## GIVEN DATA
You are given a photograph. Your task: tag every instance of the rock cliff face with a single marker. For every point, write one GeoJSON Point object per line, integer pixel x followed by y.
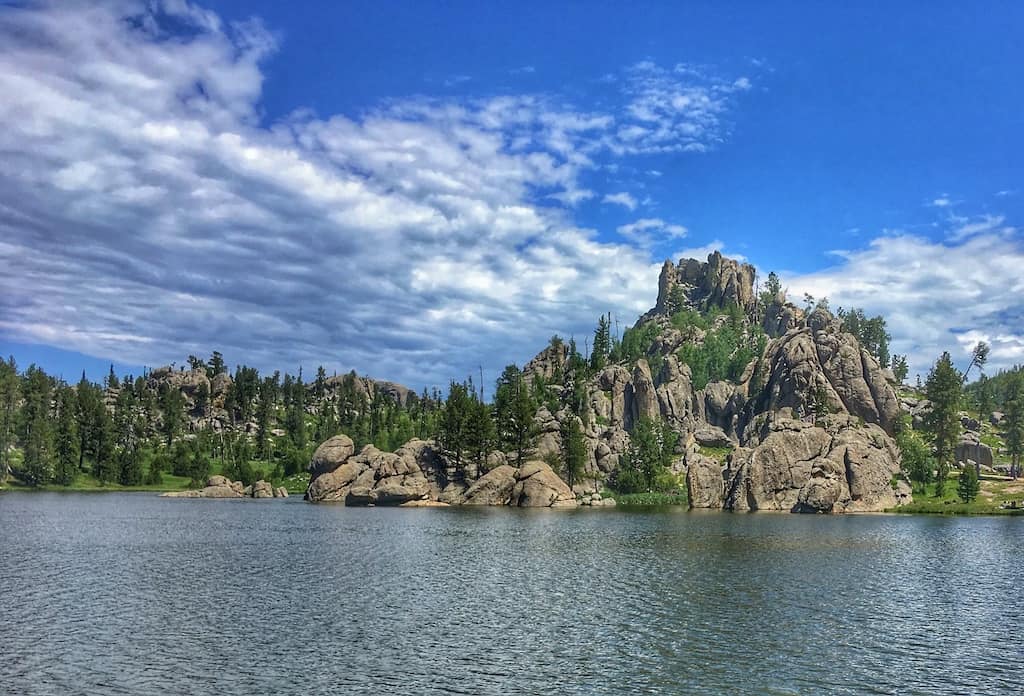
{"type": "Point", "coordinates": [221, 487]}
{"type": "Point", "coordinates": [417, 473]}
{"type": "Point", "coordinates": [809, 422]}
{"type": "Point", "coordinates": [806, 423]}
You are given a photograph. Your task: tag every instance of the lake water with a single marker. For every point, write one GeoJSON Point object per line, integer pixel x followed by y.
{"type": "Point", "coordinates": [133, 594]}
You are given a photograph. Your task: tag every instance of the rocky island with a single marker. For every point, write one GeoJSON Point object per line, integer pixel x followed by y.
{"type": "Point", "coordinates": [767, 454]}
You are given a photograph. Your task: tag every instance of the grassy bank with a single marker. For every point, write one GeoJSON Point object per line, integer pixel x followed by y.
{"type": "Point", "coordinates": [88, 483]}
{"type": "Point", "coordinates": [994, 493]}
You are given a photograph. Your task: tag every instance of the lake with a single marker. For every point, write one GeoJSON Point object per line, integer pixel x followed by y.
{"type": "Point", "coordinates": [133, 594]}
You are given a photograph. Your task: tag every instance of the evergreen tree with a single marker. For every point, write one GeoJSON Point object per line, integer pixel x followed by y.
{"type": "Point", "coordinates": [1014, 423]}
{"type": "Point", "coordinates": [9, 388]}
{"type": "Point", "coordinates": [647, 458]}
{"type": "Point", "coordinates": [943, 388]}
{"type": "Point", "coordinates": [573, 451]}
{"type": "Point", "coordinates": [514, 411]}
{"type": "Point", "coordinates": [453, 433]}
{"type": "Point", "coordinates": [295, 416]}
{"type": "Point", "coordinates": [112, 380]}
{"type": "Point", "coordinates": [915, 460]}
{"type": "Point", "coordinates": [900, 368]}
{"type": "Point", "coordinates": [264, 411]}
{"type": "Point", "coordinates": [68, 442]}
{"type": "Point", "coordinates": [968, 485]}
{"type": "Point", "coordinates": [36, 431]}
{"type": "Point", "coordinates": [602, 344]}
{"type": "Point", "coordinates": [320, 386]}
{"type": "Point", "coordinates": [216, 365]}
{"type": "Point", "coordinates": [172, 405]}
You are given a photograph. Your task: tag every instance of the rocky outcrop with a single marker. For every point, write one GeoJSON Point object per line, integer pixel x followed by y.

## WRITTEN EXERCISE
Please recast all of the data above as a Markdown table with a Row column holding the row number and a Line column holding each line, skipping blank lines. Leave the pictures out of the table.

## TASK SOLUTION
| Row | Line |
|---|---|
| 1 | You are given a photograph. Your task: tag every instance of the rock cliff face with a single marker. For every point, write one GeoJSON Point object per line, integer pixel x followed by y. |
| 2 | {"type": "Point", "coordinates": [221, 487]} |
| 3 | {"type": "Point", "coordinates": [417, 473]} |
| 4 | {"type": "Point", "coordinates": [809, 422]} |
| 5 | {"type": "Point", "coordinates": [806, 423]} |
| 6 | You are given a photograph. Your task: tag every instance of the lake water with a single marker. For every point, write one GeoJSON Point object per line, integer pixel x followed by y. |
| 7 | {"type": "Point", "coordinates": [133, 594]} |
| 8 | You are given a photograph. Your task: tag every instance of the rocky island with a single marker. For every point, write one GeoJSON Point object per line, integer pixel x followed by y. |
| 9 | {"type": "Point", "coordinates": [767, 454]} |
| 10 | You are given a photograph. Your task: tag every instance of the grassy bank with a single marker. For every point, write one GeoJSON Point object per line, integer pixel x followed by y. |
| 11 | {"type": "Point", "coordinates": [88, 483]} |
| 12 | {"type": "Point", "coordinates": [994, 493]} |
| 13 | You are given a photograph. Your task: tag every instance of the lake with a single marker. For every point, write one GeoJSON Point object per line, integer pixel x followed by y. |
| 14 | {"type": "Point", "coordinates": [133, 594]} |
| 15 | You are given a photograph. Your task: tag every instance of the evergreen tree with a single marker. For every point, write one GeoJSON Point object per line, integer pixel x followed by y. |
| 16 | {"type": "Point", "coordinates": [1014, 423]} |
| 17 | {"type": "Point", "coordinates": [9, 388]} |
| 18 | {"type": "Point", "coordinates": [647, 458]} |
| 19 | {"type": "Point", "coordinates": [943, 388]} |
| 20 | {"type": "Point", "coordinates": [573, 451]} |
| 21 | {"type": "Point", "coordinates": [514, 411]} |
| 22 | {"type": "Point", "coordinates": [453, 433]} |
| 23 | {"type": "Point", "coordinates": [295, 416]} |
| 24 | {"type": "Point", "coordinates": [112, 380]} |
| 25 | {"type": "Point", "coordinates": [915, 460]} |
| 26 | {"type": "Point", "coordinates": [900, 368]} |
| 27 | {"type": "Point", "coordinates": [264, 411]} |
| 28 | {"type": "Point", "coordinates": [68, 442]} |
| 29 | {"type": "Point", "coordinates": [968, 485]} |
| 30 | {"type": "Point", "coordinates": [36, 431]} |
| 31 | {"type": "Point", "coordinates": [602, 344]} |
| 32 | {"type": "Point", "coordinates": [320, 386]} |
| 33 | {"type": "Point", "coordinates": [216, 365]} |
| 34 | {"type": "Point", "coordinates": [172, 405]} |
| 35 | You are given a photograph. Your task: tag every instance of the rocky outcrop with a single marker. For every point, write one GeoJSON Point object per line, integer pixel x followed by y. |